_Entries supplied_

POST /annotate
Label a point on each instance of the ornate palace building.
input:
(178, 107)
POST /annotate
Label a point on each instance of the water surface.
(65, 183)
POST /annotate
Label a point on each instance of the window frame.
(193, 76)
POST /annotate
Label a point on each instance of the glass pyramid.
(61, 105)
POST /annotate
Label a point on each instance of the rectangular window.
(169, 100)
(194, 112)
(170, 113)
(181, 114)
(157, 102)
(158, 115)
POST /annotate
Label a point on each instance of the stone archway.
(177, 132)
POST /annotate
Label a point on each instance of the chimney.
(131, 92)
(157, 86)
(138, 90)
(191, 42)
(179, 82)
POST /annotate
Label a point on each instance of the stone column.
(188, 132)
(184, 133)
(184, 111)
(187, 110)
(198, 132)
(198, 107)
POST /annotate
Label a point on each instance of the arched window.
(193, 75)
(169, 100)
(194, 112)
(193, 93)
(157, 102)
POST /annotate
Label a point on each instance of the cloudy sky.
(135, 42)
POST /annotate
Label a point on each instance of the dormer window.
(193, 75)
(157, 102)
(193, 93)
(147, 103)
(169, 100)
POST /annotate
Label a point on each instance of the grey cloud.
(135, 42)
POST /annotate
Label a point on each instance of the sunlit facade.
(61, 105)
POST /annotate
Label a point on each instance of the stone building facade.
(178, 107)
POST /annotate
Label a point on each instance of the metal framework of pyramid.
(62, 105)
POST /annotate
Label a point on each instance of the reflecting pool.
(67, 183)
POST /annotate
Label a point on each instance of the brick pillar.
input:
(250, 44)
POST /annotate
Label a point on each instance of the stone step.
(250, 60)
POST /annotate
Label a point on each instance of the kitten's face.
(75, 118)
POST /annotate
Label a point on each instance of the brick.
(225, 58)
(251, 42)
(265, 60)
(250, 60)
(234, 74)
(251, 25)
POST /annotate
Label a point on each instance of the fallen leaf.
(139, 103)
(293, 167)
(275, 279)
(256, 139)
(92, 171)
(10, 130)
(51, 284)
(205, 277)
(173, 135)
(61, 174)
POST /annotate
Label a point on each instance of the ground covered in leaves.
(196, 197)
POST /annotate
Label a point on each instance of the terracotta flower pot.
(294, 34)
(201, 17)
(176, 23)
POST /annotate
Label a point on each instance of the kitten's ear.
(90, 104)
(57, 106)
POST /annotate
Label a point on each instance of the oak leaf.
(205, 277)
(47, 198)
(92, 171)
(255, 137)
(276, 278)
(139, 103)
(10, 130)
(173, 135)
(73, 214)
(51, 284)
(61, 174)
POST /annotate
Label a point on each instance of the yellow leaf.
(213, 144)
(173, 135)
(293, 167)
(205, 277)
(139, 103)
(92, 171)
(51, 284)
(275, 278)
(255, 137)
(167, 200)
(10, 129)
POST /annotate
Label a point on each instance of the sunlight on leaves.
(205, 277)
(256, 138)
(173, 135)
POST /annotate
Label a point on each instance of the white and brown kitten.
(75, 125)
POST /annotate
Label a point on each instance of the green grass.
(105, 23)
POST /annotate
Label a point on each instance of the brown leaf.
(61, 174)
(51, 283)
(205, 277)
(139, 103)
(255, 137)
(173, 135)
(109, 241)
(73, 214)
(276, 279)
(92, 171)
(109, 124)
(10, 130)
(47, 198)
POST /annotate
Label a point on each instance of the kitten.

_Task_
Would you output the lines from the one that contains "Label a point on each instance of the grey" to the end of the data, both ends included, exactly as they appear?

_Answer area_
Label a point on each instance of the grey cloud.
(135, 42)
POST /annotate
Label a point on each instance of the sunlit facade.
(61, 105)
POST /annotate
Label a point on each instance of the stone building facade.
(178, 107)
POST /annotate
Label a point on each instance of the metal framework of pyramid.
(62, 105)
POST /annotate
Label a point on each instance of the reflecting pool.
(67, 183)
POST /annotate
Label a point on each instance of the brick pillar.
input:
(250, 44)
POST /annotate
Label a point on each instance of the stone step.
(250, 60)
POST /annotate
Label a point on each instance of the kitten's face.
(75, 118)
POST /annotate
Label a point on each instance of the brick.
(225, 58)
(251, 42)
(265, 60)
(250, 60)
(234, 74)
(251, 25)
POST /annotate
Label a point on each instance of the fallen leaf.
(139, 103)
(293, 167)
(275, 279)
(256, 139)
(92, 171)
(10, 130)
(51, 284)
(205, 277)
(173, 135)
(61, 174)
POST /annotate
Label a point on each instance of the ground covered in leaves.
(196, 197)
POST /annotate
Label a point on each instance of the terracotta flower pot.
(294, 34)
(201, 17)
(176, 23)
POST /annotate
Label a point on each instance of the kitten's ear.
(90, 104)
(57, 106)
POST /annotate
Label a point on each instance of the oak leaf.
(205, 277)
(47, 198)
(92, 171)
(255, 137)
(276, 278)
(139, 103)
(10, 130)
(173, 135)
(73, 214)
(51, 284)
(61, 174)
POST /annotate
Label a point on each instance of the yellow leaf.
(213, 144)
(173, 135)
(293, 167)
(205, 277)
(139, 103)
(92, 171)
(51, 284)
(275, 278)
(255, 137)
(167, 200)
(10, 129)
POST /annotate
Label a point on each instance of the sunlight on leaves.
(205, 277)
(256, 138)
(173, 135)
POST /annotate
Label a point on each instance of the white and brown kitten.
(75, 125)
POST /annotate
Label a point on each instance of the green grass.
(105, 23)
POST /annotate
Label a point on each instance of the brown leaf.
(61, 174)
(51, 283)
(205, 277)
(139, 103)
(255, 137)
(173, 135)
(109, 241)
(73, 214)
(276, 279)
(92, 171)
(109, 124)
(10, 130)
(47, 198)
POST /annotate
Label a point on each instance of the kitten.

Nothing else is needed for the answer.